> _Extracted text_:
---*---
There are many different techniques to design a recommender system, such as association rules, content-based or collaborative filtering, matrix factorization, or training a linear or tree-based model to predict the interaction likelihood.

What are the advantages of using neural networks? In general, DL models achieve higher accuracy. First, DL can leverage additional data. Many traditional machine-learning techniques plateau with more data. However, when you increase the capacity of neural networks, the model can improve performance with more data.

Second, neural networks are flexible in their design. For example, you can train a DL model on multiple objectives (multitask learning), such as “will the user add the item to the cart?”, “start the checkout with the item?”, or “purchase the item?” Each goal helps the model to extract information from the data and the goals can support each other.

Other design approaches include adding multimodal data to the recommender model. You can do this by processing product images with a convolutional neural network or product description with an NLP model. Neural networks are used in many domains. You can transfer new developments, such as optimizers or new layers, to recommender systems.

Finally, DL frameworks are highly optimized to process terabytes to petabytes of data for all kinds of domains. Here’s how you can design neural networks for recommender systems.

## Basic building block: Embedding layers

Embedding layers represent categories with dense vectors. This technique is popular in NLP to embed words with dense representation. Words with similar meaning have a similar embedding vector.
---*---
> _Extracted entries_:
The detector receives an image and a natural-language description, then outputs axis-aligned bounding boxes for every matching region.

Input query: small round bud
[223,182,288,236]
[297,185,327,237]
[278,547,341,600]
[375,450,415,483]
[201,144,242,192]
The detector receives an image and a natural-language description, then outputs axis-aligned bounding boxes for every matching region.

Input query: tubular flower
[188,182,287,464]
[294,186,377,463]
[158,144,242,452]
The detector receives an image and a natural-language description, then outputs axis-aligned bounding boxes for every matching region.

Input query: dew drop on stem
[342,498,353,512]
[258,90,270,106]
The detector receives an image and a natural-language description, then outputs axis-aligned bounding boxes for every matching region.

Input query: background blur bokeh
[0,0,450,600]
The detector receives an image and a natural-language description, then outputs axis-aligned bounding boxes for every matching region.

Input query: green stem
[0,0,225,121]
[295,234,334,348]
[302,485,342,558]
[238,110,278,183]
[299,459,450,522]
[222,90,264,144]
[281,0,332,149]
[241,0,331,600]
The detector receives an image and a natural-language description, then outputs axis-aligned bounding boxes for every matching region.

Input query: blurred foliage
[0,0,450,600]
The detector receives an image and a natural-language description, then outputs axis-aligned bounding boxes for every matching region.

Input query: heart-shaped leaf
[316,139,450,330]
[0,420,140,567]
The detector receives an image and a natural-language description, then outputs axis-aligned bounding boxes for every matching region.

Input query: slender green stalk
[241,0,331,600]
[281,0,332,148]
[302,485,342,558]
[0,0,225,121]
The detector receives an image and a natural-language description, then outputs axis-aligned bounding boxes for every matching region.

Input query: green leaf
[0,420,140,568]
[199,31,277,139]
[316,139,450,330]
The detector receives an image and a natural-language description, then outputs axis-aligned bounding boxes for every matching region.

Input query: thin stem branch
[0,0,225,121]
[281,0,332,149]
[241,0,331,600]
---*---
> _What the exercise asks_:
Answer these questions from the text on recommender systems, one answer a line:
1. What happens to many traditional machine-learning techniques as more data is added?
2. What is training a DL model on multiple objectives called?
3. What do embedding layers use to represent categories?
The lines are separate material, unconnected to the text on recommender systems.

> _Exercise output_:
1. They plateau.
2. Multitask learning.
3. Dense vectors.